====== Entries supplied

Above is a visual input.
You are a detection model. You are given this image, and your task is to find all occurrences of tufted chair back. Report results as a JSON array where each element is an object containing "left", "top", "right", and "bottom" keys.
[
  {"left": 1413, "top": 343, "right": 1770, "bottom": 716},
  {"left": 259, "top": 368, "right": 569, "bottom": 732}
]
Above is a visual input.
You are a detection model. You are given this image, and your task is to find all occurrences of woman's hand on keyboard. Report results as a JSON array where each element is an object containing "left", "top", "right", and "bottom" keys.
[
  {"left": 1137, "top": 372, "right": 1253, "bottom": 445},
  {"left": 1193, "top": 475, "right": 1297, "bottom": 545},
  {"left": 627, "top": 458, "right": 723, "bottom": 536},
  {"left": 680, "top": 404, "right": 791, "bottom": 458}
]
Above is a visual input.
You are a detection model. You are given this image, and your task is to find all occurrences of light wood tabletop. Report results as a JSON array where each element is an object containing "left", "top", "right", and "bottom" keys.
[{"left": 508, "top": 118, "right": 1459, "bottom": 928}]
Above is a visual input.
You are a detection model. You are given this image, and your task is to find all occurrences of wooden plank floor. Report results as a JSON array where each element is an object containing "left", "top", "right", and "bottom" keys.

============

■ The problem:
Write out each entry again, word for word.

■ Reply to the exercise:
Above is a visual input.
You are a detection model. You are given this image, and your task is to find all occurrences of tufted chair back. Report results as a JSON array where each element is an object containing "left", "top", "right", and "bottom" keys.
[
  {"left": 1413, "top": 343, "right": 1770, "bottom": 716},
  {"left": 259, "top": 368, "right": 569, "bottom": 732}
]
Above is a visual input.
You are a detection model. You are given this image, and your task is to find all occurrences of woman's hand on keyboard. Report results as a JSON array where each element is an object containing "left", "top", "right", and "bottom" keys.
[
  {"left": 1137, "top": 372, "right": 1253, "bottom": 445},
  {"left": 1193, "top": 475, "right": 1297, "bottom": 545},
  {"left": 627, "top": 458, "right": 723, "bottom": 536},
  {"left": 680, "top": 404, "right": 791, "bottom": 458}
]
Above is a visual input.
You are a detection model. You are given this image, and your task is to find all occurrences of light wood tabletop. Report results as a JSON array where each element is an object containing "left", "top", "right", and "bottom" keys.
[{"left": 508, "top": 118, "right": 1459, "bottom": 928}]
Above is a visual input.
You are a detection model. You are given this image, and your task is to find all occurrences of wooden plank floor. Report results as a JSON array where each element is an object containing "left", "top", "right", and "bottom" keys.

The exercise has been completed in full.